======== RECORD SET

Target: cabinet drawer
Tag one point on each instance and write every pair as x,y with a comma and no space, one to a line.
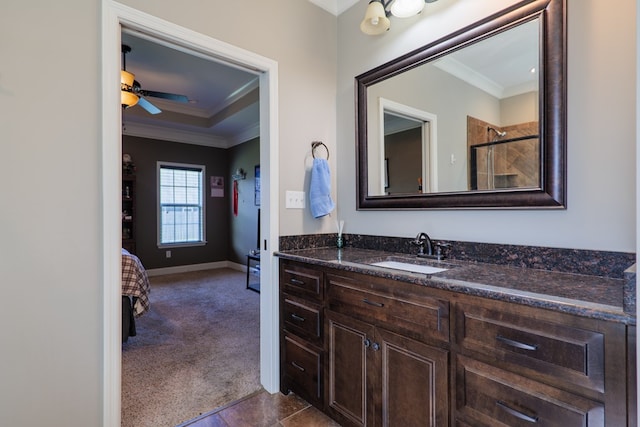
488,396
417,316
302,365
557,352
302,317
300,280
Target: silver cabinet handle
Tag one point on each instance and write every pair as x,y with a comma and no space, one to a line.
517,344
373,303
295,365
515,412
296,317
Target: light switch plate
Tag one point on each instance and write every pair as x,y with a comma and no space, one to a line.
294,199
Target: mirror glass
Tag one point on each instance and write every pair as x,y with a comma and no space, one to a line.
482,94
462,123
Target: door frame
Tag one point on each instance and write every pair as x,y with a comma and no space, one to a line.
114,16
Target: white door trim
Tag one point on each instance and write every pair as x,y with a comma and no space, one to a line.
115,15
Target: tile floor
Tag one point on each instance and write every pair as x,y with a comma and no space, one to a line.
265,410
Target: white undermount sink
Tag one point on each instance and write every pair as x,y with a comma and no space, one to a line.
415,268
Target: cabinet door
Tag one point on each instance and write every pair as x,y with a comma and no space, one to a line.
351,373
414,382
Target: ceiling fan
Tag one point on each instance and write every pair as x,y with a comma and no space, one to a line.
131,92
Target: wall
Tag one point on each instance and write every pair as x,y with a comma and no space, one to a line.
145,153
302,38
51,256
601,130
244,226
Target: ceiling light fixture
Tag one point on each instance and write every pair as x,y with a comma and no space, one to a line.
376,19
127,97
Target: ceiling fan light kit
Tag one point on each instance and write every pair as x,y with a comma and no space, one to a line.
376,20
131,93
127,97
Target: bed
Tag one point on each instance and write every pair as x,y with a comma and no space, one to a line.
135,293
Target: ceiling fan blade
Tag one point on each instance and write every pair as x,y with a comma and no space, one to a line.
151,109
165,95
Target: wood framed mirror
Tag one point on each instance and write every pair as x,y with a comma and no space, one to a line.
475,120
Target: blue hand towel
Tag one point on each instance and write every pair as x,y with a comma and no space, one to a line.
320,189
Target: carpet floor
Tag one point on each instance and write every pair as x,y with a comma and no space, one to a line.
195,350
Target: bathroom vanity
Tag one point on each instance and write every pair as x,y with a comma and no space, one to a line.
473,345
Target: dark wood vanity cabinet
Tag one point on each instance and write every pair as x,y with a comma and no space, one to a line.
379,378
302,353
518,365
371,351
388,362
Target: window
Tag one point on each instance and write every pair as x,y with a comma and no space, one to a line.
181,204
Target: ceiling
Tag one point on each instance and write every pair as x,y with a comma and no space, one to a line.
223,108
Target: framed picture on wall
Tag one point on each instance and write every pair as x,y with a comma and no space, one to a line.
257,190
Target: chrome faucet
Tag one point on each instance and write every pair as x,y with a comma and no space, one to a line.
423,241
427,249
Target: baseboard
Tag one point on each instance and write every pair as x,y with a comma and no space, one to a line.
194,267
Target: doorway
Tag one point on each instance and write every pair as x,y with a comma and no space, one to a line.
115,16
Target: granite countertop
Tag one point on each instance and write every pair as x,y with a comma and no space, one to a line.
577,294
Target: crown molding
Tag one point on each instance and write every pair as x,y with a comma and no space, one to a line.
335,7
174,135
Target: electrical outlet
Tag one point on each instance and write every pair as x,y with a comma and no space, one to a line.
295,199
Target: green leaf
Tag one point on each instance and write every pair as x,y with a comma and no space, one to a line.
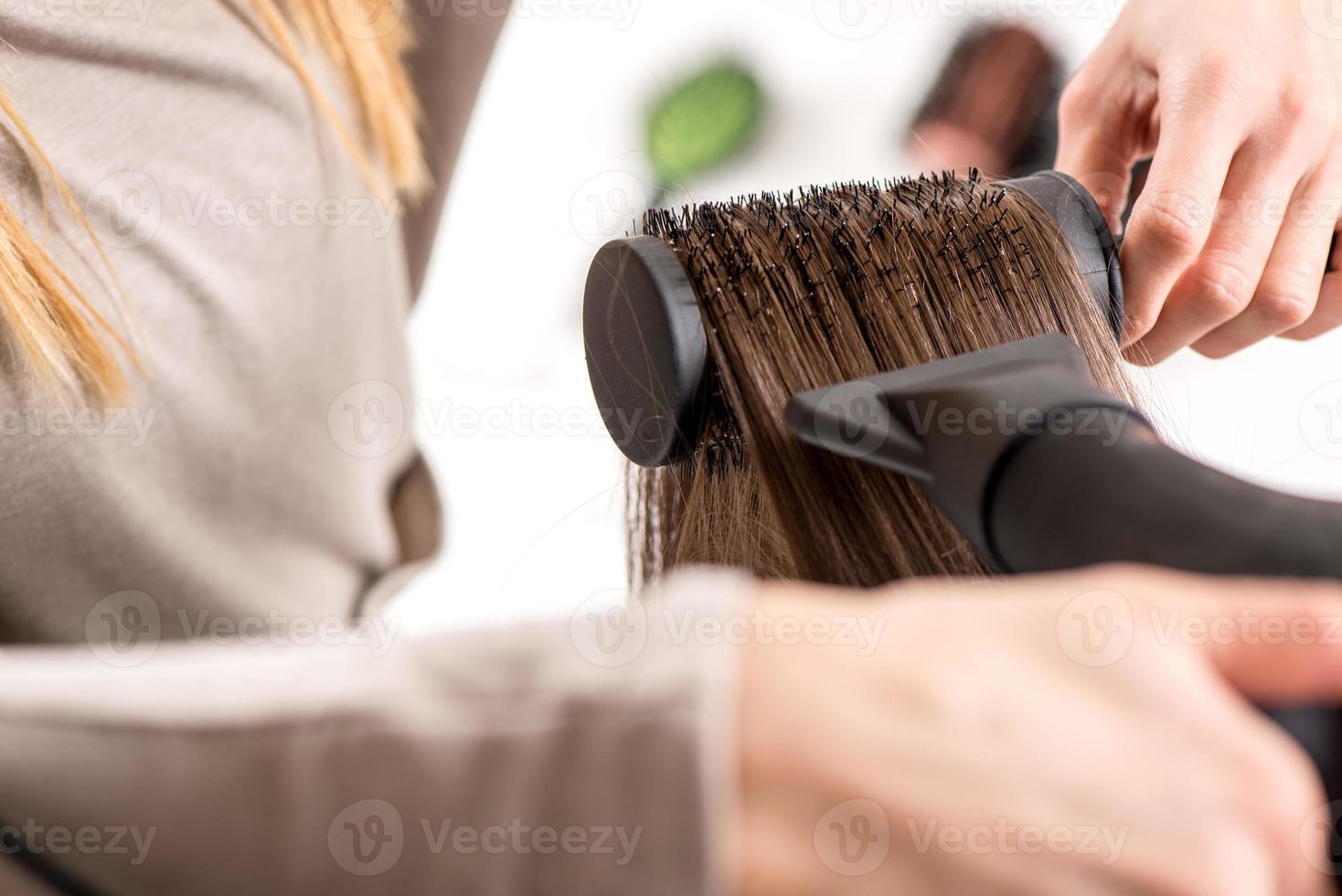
702,123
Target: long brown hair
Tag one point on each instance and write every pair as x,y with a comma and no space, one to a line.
807,290
50,322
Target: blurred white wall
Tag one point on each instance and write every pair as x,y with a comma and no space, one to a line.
555,166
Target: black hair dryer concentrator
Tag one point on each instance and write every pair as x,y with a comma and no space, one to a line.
1038,467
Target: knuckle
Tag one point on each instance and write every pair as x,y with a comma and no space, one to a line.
1284,309
1223,287
1077,101
1226,858
1175,220
1220,77
1289,786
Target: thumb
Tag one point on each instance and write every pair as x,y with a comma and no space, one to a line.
1273,641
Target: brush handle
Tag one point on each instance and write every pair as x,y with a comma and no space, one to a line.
1063,502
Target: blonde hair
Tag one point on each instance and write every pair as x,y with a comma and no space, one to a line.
54,329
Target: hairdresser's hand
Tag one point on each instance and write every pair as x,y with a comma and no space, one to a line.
1046,735
1239,100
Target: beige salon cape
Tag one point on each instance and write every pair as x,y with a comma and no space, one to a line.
264,475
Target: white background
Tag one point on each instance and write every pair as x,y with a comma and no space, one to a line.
553,166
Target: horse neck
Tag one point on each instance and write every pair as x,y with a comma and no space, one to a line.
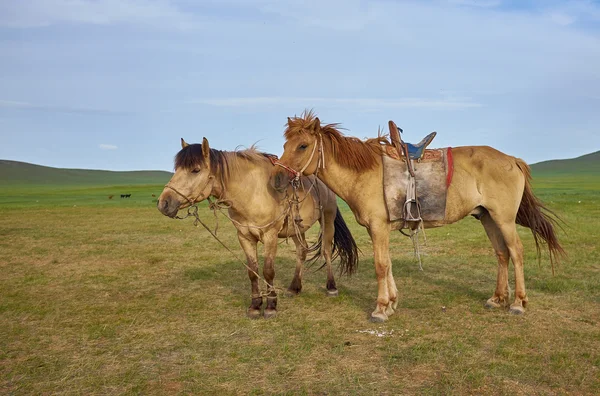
345,182
236,186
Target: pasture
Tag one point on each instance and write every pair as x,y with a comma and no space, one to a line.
108,296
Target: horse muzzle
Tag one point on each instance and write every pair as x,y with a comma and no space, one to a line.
280,180
168,205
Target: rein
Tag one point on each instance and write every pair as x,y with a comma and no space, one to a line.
220,204
194,213
296,174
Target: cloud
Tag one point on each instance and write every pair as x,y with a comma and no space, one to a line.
370,103
39,13
477,3
11,104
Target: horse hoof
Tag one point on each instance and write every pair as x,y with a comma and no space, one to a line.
378,317
270,313
253,313
389,310
491,304
517,310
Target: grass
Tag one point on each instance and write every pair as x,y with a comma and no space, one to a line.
107,296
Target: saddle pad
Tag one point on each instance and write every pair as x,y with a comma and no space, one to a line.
431,180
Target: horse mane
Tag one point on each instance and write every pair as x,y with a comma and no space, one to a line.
350,152
222,163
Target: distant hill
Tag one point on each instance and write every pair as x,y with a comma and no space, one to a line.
15,172
586,164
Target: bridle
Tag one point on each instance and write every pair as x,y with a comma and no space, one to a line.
296,174
187,199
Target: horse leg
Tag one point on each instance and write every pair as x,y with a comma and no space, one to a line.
327,248
296,285
380,236
270,242
392,290
515,249
500,297
249,247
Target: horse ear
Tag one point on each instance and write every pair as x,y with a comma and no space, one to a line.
317,125
205,149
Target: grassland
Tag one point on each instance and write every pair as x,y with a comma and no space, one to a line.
107,296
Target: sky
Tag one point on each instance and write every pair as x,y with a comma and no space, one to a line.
114,84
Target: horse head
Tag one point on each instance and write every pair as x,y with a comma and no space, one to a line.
192,181
302,151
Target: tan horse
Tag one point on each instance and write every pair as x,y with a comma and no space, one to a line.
259,213
490,185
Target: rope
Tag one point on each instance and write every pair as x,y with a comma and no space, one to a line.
197,221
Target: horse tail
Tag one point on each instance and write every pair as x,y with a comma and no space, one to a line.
344,246
534,215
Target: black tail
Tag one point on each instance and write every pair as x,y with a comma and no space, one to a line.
533,214
344,247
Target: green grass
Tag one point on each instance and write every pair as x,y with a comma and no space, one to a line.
21,173
107,296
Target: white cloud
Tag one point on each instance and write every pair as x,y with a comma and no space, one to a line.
440,104
11,104
477,3
38,13
562,18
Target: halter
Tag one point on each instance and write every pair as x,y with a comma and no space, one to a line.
188,200
296,174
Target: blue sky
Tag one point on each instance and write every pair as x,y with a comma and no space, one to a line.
114,84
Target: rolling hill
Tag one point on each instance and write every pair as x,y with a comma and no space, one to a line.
588,164
23,173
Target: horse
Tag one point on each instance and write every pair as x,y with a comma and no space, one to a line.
239,180
492,186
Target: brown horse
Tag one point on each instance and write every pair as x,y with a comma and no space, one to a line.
240,180
492,186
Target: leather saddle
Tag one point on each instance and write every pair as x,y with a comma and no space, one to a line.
409,150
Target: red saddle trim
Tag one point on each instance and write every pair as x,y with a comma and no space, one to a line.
450,171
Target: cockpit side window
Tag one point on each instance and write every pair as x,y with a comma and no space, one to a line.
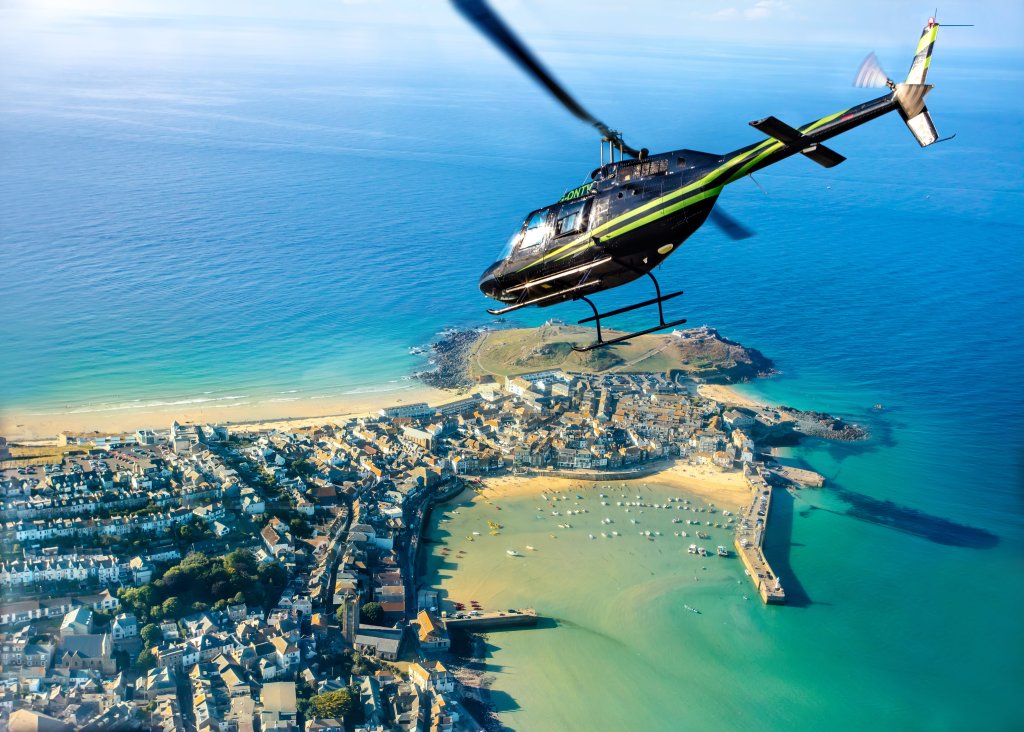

================

*PROMPT*. For the word "hill", count the lines of the records that contain it and give only the number.

*SOLUTION TO THIS EXERCISE*. 2